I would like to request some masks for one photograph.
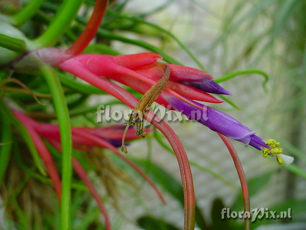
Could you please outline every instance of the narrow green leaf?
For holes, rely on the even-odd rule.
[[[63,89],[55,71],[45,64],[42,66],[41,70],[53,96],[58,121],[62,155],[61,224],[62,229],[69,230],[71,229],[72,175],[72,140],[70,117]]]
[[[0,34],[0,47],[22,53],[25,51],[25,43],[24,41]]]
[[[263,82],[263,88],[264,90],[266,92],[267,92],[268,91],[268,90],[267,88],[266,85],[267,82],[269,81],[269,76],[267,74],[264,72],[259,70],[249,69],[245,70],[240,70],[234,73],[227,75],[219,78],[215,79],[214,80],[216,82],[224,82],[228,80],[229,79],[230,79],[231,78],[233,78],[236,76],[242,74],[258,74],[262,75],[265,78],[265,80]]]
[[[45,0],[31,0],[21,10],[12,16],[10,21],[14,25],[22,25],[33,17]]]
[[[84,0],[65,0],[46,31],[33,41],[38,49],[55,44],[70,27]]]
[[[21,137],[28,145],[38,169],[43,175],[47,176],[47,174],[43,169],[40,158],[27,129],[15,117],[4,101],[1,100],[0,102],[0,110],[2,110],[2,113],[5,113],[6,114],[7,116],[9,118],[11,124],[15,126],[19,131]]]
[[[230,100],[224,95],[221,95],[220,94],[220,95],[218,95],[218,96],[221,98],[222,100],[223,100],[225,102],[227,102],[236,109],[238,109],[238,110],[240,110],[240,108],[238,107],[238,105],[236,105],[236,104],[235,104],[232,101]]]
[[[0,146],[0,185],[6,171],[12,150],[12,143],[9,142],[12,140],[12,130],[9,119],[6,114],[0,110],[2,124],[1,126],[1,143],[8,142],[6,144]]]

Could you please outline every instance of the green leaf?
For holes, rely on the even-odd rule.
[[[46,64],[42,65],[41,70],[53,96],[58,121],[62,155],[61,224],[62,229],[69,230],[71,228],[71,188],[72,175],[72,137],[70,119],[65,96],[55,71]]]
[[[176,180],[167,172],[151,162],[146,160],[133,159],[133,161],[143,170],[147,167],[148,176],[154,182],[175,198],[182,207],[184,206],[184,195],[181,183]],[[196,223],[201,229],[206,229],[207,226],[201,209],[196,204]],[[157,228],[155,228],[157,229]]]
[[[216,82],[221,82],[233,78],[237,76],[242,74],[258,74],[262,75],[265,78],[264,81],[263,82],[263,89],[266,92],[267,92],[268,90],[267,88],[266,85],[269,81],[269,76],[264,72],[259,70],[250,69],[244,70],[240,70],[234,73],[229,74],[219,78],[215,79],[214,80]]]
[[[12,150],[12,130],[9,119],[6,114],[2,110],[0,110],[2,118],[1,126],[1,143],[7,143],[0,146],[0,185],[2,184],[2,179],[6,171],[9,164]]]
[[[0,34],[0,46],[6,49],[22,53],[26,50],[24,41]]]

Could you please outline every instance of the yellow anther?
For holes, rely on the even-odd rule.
——————
§ **Task statement**: Extract every line of the rows above verbatim, leaving the pictures out of your answer.

§ **Answer to this exercise**:
I would like to request some masks for one photograph.
Could you please outline every instance of the narrow green leaf?
For holes, rely on the even-odd rule.
[[[63,89],[55,71],[45,64],[42,66],[41,70],[53,96],[58,121],[62,155],[61,224],[62,229],[69,230],[71,229],[72,175],[72,140],[70,117]]]
[[[0,34],[0,47],[22,53],[25,51],[25,43],[24,41]]]
[[[263,82],[263,88],[264,90],[266,92],[267,92],[268,91],[268,90],[267,88],[266,85],[267,82],[269,81],[269,76],[267,74],[264,72],[259,70],[249,69],[245,70],[240,70],[234,73],[227,75],[219,78],[215,79],[214,80],[216,82],[224,82],[228,80],[229,79],[230,79],[231,78],[233,78],[236,76],[242,74],[258,74],[262,75],[265,78],[265,80]]]
[[[45,0],[31,0],[21,10],[12,16],[10,21],[14,25],[22,25],[33,17]]]
[[[84,0],[65,0],[46,31],[33,41],[38,49],[55,44],[70,27]]]
[[[21,137],[28,145],[38,169],[43,175],[47,176],[47,174],[43,169],[40,158],[27,129],[15,117],[4,101],[1,100],[0,102],[0,110],[2,110],[2,113],[5,113],[6,114],[7,116],[9,118],[11,124],[15,126],[19,131]]]
[[[230,100],[224,95],[221,95],[220,94],[220,95],[218,95],[218,96],[221,98],[222,100],[223,100],[225,102],[227,102],[236,109],[238,109],[238,110],[240,110],[240,108],[238,107],[238,105],[236,105],[236,104],[235,104],[232,101]]]
[[[0,146],[0,185],[6,171],[12,150],[12,143],[9,142],[12,140],[12,130],[9,119],[6,114],[0,110],[2,124],[1,126],[1,143],[8,142],[6,144]]]

Could you please outline every instance of the green leaf?
For holes, rely on the even-odd rule.
[[[46,64],[42,65],[41,70],[53,96],[58,121],[62,155],[61,224],[62,229],[69,230],[71,228],[71,188],[72,175],[72,137],[70,119],[65,96],[55,71]]]
[[[176,180],[167,172],[151,162],[146,160],[133,159],[133,161],[143,170],[147,167],[148,176],[154,182],[175,198],[182,207],[184,206],[184,195],[181,183]],[[196,223],[201,229],[206,229],[207,226],[201,209],[196,204]],[[157,228],[155,228],[157,229]]]
[[[216,82],[221,82],[233,78],[237,76],[242,74],[258,74],[262,75],[265,78],[264,81],[263,82],[263,89],[266,92],[267,92],[268,90],[267,88],[266,85],[269,81],[269,76],[264,72],[259,70],[250,69],[244,70],[240,70],[234,73],[229,74],[219,78],[215,79],[214,80]]]
[[[12,150],[12,130],[9,119],[6,114],[2,110],[0,110],[2,118],[1,126],[1,143],[7,143],[0,146],[0,185],[2,184],[2,179],[6,171],[9,164]]]
[[[0,34],[0,46],[6,49],[22,53],[26,50],[24,41]]]

Could you please outline every instance of the yellow anther?
For holes, rely on the even-odd rule.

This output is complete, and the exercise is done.